BEGIN GIVEN DATA

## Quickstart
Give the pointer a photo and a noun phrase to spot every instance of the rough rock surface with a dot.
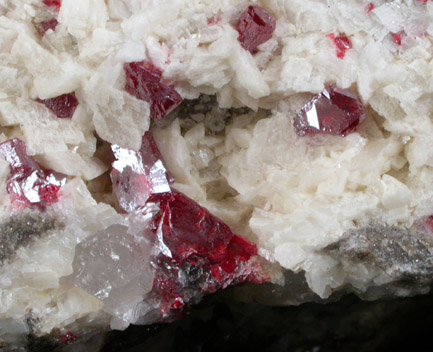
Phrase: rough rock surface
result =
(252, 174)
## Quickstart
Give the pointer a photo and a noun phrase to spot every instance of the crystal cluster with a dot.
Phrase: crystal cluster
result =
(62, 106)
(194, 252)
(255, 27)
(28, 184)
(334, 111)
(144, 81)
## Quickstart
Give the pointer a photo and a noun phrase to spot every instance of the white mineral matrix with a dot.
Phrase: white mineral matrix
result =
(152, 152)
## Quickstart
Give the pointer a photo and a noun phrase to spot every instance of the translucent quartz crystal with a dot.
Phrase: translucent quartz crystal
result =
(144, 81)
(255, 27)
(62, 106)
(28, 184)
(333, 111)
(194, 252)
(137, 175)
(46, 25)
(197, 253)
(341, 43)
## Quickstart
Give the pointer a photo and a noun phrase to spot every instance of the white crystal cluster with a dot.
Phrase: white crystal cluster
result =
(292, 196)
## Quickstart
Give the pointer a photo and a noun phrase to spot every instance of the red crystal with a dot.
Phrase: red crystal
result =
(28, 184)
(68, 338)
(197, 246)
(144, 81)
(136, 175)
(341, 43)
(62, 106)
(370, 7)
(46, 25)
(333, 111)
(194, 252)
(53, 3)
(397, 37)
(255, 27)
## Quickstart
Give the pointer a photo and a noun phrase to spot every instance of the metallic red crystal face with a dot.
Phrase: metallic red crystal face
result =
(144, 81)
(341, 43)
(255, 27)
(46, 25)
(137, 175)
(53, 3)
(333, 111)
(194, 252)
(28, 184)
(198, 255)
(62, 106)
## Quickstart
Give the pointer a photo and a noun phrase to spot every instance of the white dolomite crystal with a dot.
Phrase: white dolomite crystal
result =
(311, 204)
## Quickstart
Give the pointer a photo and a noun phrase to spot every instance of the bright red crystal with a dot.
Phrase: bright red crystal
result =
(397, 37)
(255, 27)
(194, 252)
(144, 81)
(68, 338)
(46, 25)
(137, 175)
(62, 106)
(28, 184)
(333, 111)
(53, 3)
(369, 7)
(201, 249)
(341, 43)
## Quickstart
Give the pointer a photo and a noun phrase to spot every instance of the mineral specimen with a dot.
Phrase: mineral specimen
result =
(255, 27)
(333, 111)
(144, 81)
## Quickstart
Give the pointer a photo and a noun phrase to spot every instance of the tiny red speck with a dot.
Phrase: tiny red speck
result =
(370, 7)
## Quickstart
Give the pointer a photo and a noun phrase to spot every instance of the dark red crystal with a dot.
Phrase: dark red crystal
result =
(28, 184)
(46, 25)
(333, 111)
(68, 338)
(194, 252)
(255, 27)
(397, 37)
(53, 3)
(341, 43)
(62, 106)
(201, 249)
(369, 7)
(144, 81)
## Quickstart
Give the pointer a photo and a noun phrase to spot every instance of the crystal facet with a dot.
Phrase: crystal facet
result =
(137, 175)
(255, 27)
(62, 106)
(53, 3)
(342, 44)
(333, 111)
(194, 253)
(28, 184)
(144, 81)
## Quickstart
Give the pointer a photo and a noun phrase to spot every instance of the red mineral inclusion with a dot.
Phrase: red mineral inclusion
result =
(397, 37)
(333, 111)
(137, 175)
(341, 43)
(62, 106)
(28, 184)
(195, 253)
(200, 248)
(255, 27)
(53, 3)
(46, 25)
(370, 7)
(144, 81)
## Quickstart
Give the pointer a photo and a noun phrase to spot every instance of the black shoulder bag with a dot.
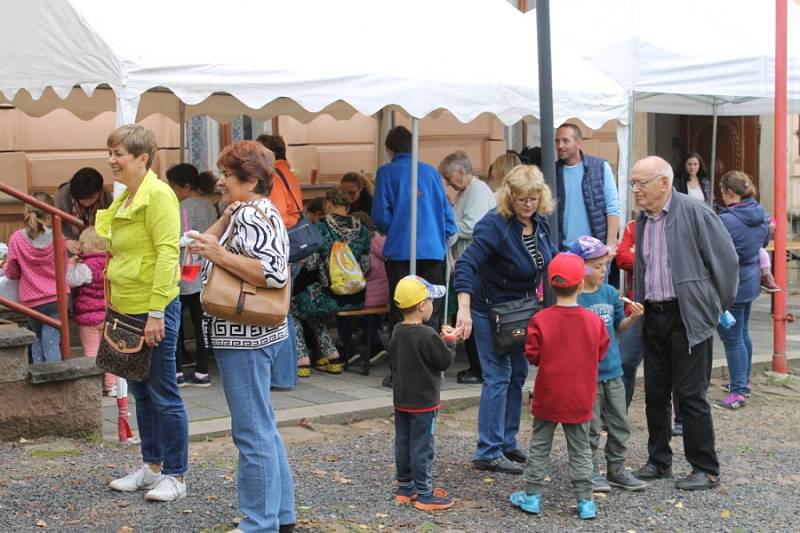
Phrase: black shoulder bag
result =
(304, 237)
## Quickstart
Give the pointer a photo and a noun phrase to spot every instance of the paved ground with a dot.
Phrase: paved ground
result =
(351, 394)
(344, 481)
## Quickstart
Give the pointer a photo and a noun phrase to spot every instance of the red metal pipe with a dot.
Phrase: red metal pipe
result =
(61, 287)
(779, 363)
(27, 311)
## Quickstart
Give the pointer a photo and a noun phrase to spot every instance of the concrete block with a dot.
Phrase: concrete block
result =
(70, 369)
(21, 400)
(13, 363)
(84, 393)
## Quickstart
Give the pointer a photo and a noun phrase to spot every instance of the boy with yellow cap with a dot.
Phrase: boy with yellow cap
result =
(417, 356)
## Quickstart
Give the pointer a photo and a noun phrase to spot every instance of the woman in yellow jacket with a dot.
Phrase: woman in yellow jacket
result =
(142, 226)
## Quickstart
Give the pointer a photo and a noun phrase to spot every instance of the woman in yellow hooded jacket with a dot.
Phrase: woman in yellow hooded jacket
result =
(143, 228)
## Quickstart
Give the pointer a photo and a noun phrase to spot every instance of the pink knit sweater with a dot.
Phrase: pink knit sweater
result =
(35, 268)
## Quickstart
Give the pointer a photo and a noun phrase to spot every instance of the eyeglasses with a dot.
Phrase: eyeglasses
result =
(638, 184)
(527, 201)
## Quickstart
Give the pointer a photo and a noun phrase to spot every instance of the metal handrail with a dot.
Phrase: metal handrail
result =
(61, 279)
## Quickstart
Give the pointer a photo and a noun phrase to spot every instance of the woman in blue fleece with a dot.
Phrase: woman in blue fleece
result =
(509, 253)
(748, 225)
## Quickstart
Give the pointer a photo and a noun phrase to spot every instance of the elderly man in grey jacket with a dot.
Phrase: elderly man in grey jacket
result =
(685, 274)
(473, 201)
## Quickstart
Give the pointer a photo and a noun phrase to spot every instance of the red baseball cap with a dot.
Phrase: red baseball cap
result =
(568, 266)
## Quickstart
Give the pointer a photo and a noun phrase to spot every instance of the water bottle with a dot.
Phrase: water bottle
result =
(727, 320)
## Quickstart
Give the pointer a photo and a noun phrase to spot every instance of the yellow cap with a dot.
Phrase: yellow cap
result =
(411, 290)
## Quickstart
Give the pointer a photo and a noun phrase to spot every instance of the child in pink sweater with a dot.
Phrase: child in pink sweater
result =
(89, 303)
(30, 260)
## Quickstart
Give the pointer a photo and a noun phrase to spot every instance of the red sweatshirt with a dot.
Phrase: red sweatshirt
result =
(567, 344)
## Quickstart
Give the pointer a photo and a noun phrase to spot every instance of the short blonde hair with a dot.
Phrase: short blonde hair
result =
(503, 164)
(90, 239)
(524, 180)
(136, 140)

END GIVEN DATA
BEGIN GIVEN DATA

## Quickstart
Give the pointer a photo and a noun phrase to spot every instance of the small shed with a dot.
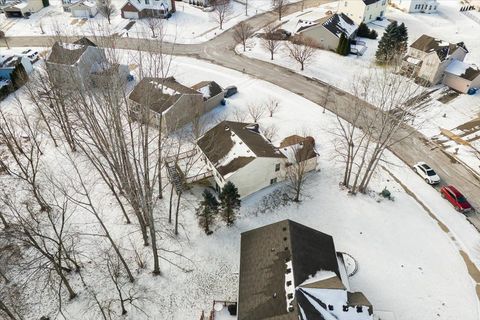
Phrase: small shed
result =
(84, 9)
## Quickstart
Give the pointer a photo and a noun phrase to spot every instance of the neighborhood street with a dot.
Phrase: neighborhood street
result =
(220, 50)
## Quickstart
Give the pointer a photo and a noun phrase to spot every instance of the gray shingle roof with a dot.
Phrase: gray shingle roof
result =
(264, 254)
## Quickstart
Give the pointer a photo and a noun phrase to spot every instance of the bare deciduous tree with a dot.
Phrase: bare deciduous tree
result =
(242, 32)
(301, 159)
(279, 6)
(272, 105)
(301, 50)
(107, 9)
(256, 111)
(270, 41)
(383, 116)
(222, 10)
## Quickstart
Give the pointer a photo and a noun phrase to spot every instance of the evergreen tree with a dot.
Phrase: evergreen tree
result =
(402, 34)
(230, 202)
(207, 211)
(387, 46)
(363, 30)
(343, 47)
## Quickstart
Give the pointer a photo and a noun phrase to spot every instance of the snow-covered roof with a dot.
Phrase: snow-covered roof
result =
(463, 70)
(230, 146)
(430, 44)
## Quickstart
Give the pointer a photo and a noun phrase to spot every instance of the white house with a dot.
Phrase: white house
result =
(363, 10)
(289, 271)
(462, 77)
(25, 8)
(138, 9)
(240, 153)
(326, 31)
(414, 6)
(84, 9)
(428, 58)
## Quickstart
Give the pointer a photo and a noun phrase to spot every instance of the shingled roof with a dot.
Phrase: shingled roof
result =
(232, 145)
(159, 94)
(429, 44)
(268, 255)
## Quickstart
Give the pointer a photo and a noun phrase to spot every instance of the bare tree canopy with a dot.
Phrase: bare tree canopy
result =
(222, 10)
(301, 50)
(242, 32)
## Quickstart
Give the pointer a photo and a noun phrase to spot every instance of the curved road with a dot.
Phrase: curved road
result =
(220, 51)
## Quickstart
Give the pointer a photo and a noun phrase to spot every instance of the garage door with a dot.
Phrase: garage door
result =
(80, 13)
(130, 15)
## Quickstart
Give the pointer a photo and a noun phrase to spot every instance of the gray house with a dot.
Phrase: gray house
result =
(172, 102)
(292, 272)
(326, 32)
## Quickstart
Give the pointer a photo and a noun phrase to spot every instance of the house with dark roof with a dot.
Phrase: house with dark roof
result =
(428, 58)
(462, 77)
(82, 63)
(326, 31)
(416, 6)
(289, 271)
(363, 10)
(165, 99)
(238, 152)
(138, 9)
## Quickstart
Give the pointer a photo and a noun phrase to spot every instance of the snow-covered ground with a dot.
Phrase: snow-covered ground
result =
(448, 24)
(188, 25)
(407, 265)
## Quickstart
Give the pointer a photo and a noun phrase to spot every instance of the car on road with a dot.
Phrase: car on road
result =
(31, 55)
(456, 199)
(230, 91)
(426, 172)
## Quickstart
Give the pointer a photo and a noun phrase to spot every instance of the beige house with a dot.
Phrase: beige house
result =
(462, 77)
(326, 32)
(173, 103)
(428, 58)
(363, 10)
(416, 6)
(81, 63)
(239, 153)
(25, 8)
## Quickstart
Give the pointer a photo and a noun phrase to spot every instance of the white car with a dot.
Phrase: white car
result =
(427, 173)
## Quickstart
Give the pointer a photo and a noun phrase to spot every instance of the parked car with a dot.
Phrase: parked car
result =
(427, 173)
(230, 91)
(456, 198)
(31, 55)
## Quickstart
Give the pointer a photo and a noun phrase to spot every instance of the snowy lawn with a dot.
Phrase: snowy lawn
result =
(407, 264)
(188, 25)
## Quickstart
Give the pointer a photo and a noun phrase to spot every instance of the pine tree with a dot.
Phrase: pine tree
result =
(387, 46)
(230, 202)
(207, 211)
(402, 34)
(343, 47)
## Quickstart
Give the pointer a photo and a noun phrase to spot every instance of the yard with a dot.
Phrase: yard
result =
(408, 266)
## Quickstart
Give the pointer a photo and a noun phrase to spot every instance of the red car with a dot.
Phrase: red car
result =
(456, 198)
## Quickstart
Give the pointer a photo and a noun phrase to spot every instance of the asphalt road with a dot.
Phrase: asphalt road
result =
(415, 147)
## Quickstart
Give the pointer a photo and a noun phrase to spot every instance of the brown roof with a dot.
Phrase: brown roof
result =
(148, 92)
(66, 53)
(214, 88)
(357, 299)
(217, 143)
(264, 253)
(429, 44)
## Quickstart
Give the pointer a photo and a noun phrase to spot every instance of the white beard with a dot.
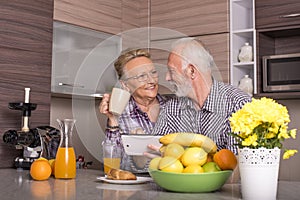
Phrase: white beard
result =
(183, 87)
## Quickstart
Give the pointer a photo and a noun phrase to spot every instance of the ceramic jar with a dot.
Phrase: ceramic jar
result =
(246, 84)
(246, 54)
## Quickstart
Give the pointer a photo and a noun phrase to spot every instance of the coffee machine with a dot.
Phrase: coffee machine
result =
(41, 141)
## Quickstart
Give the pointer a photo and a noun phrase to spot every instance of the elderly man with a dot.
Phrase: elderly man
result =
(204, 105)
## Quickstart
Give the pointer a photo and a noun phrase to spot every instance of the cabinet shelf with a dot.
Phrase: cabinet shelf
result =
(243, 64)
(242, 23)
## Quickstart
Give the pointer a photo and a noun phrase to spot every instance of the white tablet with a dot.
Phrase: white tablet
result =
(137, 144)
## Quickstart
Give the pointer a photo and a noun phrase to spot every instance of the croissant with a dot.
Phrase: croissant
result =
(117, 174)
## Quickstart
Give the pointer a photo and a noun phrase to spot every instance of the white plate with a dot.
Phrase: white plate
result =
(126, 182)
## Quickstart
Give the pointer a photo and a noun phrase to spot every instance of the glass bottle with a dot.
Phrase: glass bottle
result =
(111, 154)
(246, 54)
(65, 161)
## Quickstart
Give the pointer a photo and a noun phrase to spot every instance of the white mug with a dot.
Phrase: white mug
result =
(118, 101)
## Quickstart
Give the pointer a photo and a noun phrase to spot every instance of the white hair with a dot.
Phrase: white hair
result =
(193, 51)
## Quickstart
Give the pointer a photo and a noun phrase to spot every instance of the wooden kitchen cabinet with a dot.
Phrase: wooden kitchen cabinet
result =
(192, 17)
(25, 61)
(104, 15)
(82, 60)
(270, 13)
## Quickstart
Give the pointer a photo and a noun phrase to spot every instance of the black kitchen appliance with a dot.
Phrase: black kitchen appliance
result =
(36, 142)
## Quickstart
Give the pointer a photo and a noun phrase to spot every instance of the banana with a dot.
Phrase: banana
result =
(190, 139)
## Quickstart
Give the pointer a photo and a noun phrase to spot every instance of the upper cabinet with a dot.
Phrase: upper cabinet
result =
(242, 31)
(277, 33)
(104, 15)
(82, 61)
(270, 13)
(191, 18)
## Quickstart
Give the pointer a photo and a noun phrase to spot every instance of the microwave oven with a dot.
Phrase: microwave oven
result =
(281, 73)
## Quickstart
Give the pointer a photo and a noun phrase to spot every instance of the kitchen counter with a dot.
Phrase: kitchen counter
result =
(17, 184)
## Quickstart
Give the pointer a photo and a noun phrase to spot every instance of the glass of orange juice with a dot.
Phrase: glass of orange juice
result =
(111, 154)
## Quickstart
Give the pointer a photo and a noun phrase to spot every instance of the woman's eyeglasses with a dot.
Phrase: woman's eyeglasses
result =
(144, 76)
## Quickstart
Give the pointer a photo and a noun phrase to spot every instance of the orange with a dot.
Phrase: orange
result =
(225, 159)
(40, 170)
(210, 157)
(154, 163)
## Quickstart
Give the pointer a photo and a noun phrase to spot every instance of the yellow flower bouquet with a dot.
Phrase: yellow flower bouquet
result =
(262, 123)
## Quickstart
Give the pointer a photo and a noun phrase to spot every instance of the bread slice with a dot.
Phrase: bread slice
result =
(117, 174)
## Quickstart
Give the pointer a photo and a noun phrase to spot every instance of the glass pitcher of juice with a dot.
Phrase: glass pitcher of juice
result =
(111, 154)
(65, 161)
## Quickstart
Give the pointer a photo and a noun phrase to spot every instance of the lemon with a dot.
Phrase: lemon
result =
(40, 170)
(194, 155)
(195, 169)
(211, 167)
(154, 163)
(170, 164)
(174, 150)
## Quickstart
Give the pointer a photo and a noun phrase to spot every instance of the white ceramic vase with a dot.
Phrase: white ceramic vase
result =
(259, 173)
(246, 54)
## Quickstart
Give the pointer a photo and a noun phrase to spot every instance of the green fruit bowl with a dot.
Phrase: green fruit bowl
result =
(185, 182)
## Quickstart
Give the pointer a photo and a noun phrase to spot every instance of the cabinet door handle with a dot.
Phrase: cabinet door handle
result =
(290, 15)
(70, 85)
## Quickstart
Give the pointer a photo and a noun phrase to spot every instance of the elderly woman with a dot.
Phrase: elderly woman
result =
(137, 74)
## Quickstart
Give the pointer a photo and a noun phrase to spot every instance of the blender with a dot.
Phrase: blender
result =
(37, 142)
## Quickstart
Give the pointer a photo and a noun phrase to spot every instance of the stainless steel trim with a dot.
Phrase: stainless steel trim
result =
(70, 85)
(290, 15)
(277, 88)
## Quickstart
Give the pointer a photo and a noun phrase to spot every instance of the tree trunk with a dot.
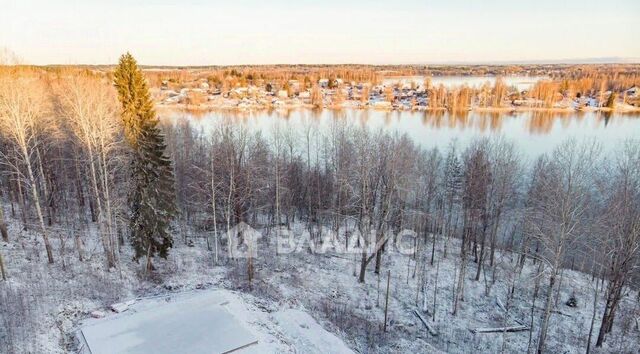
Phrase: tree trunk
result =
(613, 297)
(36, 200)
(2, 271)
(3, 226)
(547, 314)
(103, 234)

END GIVEN DATA

◆ **WHAT IS REQUIRED**: When the entries above show the word "short" in a line, copy that line out.

◆ **RESULT BELOW**:
Give the pointer a photo and a noun phrase to spot every instance of the short blonde hair with a dot.
Phrase: short blonde hair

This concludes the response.